→ **DOCUMENT SECTION**
I coded three tetrahedral decompositions of a hexahedral mesh:

(1) The 5 tet decomposition.  When all hex faces are planar, this
choice is best.  When there are non-planar faces, the 5 tet
decomposition is not unique; there is a switch to try both choices.
The decomposition is as follows: Draw either diagonal of one face; in
the four adjacent faces, draw the diagonals which share a corner with
the original diagonal; in the opposite face, draw the diagonal
connecting the two corners shared with the adjacent diagonals.  Those
six diagonals are the six edges of the "body tet"; each of the four
corners not on any of those diagonals is the apex of a "corner tet".

The ray always enters a corner tet.  It can exit the hex immediately
(2 chances in 3) or enter the body tet (1 chance in 3), from which it
always enters a second corner tet, from which it always exits the hex.

Pointing dataset records

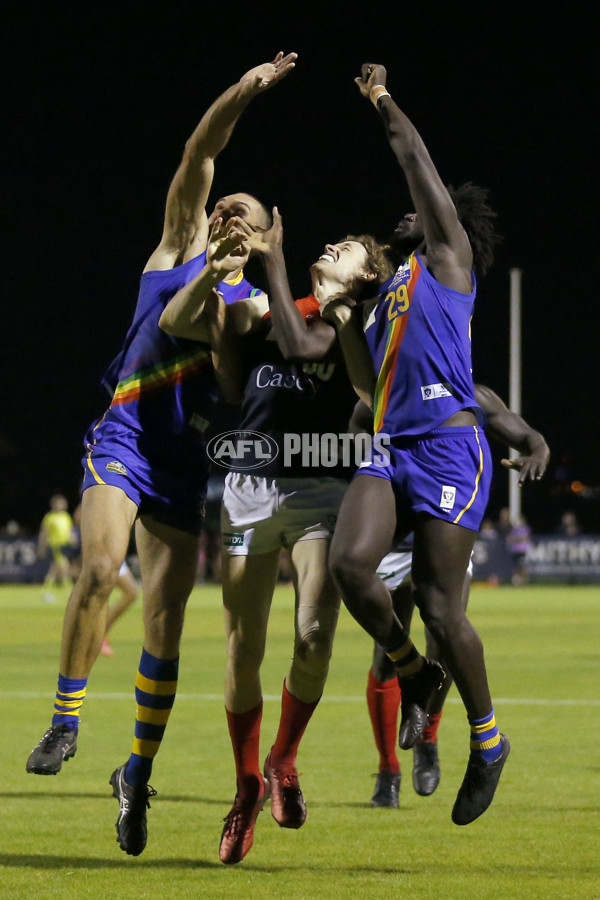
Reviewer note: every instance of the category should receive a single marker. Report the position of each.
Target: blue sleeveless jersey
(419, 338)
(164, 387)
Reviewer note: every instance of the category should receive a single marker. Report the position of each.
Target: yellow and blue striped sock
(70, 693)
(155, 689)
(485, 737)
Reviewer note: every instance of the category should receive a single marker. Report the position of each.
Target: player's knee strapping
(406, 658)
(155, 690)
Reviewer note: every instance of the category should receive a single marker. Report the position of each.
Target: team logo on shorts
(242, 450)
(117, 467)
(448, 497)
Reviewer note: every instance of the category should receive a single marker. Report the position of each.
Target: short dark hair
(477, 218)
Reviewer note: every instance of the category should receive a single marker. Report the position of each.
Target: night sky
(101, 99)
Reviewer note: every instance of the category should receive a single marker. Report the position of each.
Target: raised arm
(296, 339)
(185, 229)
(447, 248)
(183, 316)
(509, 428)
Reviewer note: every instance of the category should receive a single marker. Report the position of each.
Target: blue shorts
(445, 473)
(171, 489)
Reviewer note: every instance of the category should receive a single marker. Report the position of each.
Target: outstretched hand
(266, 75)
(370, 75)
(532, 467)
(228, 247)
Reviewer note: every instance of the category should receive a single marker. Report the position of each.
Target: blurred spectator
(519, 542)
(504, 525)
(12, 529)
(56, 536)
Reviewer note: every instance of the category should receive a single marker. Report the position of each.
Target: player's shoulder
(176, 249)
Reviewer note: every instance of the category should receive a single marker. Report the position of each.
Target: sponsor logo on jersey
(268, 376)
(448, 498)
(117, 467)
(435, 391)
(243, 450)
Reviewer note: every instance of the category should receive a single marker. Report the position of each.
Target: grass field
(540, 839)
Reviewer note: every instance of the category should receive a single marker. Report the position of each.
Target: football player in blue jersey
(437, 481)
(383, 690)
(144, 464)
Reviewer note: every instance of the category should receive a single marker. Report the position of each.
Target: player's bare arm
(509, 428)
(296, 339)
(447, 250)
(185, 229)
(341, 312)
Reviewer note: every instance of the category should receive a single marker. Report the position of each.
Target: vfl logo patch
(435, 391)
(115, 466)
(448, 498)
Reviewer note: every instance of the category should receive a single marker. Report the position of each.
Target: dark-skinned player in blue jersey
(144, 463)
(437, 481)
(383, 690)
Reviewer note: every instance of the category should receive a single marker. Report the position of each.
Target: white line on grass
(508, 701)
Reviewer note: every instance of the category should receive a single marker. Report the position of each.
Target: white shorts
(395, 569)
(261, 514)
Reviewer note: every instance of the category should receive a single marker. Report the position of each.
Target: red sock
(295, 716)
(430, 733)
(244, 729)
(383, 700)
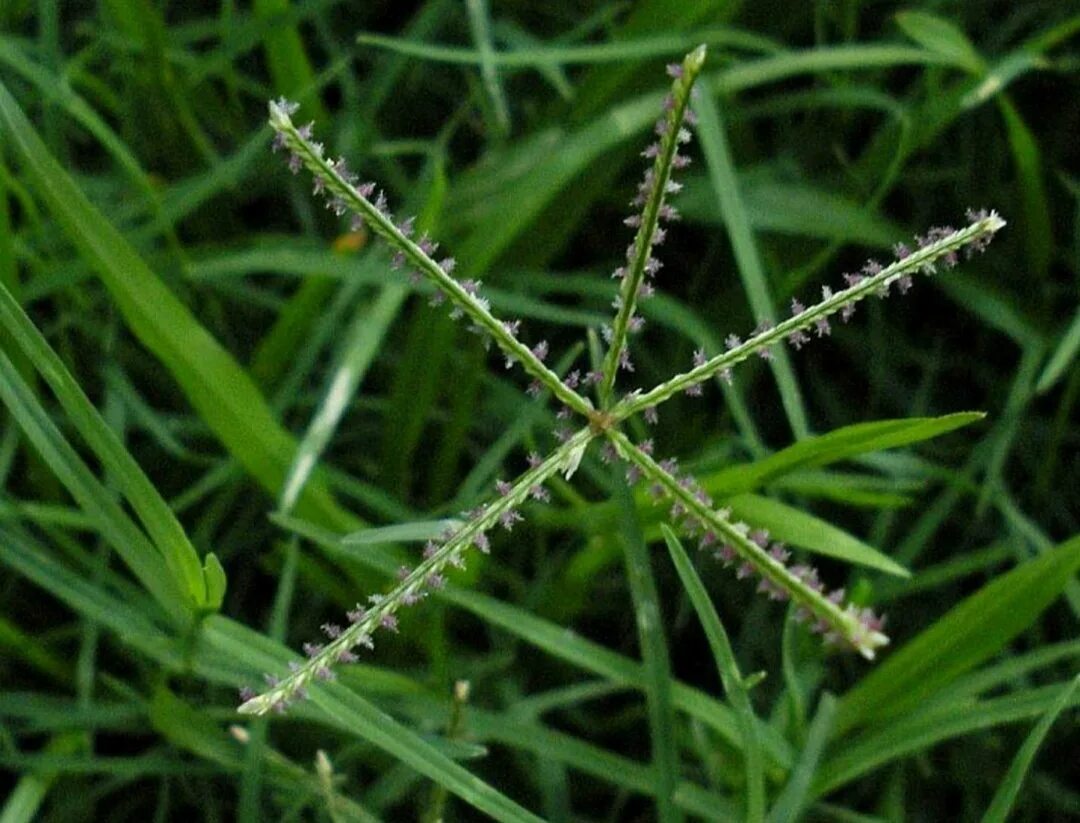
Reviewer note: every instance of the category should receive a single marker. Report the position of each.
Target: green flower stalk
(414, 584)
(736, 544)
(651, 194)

→ **LIST OF TASKS**
a. List the drawing steps that the note on decomposing a hexahedral mesh into tetrahedra gives for placing the diagonals of the 5 tet decomposition.
b. From the note on decomposing a hexahedral mesh into tetrahedra, reproduce the passage that starts at "I coded three" and ends at "try both choices.".
c. Carry on with the note on decomposing a hexahedral mesh into tetrahedra from the point where it stops.

→ **REPLIES**
a.
1. Draw either diagonal of one face.
2. In the four adjacent faces, draw the diagonals which share a corner with the original diagonal.
3. In the opposite face, draw the diagonal connecting the two corners shared with the adjacent diagonals.

b.
I coded three tetrahedral decompositions of a hexahedral mesh:

(1) The 5 tet decomposition.  When all hex faces are planar, this
choice is best.  When there are non-planar faces, the 5 tet
decomposition is not unique; there is a switch to try both choices.

c.
(2) The face-centered 24 tet decomposition.  This usually slightly
faster than the body-centered 24 tet decomposition.  Either of the 24
tet decompositions gives a unique result, even when the faces are
non-planar.  Begin by finding the centroid of each of the six faces,
and connecting that centroid to each of the four vertices, dividing
each face into four triangles.  (Note that this decomposition involves
6 new nodes, which are not nodes of the original mesh.)  Each of the
24 surface triangles shares one edge with a triangle on the adjacent
face; these are two sides of 12 "edge tets".  Each of the 8 corners of
the original hex, together with the centroids of the three adjacent
faces form 8 "corner tets".  That leaves an octahedron at the center
of the hex (whose 6 corners are the face centroids), which can be
divided into 4 "body tets" in three different ways, by connecting any
of the three pairs of opposite face centroids.

The ray always enters through an edge tet.  It can exit the hex
immediately (1 chance in 3), or enter either of the corner tets
associated with the endpoints of the edge.  From those corner tets,
the ray may move to a new edge tet (2 chances in 3), or into a body
tet (1 chance in 3).  The ray crosses the central octahedron cutting
one, two, or three body tets, and emerges into a new corner tet, from
which it always enters a new edge tet.  From this edge, it can either
exit the hex, or move to yet another corner.  I'm not sure how long
this can go on; however, any tet can be entered at most once, and the
central octahedron can be entered at most once.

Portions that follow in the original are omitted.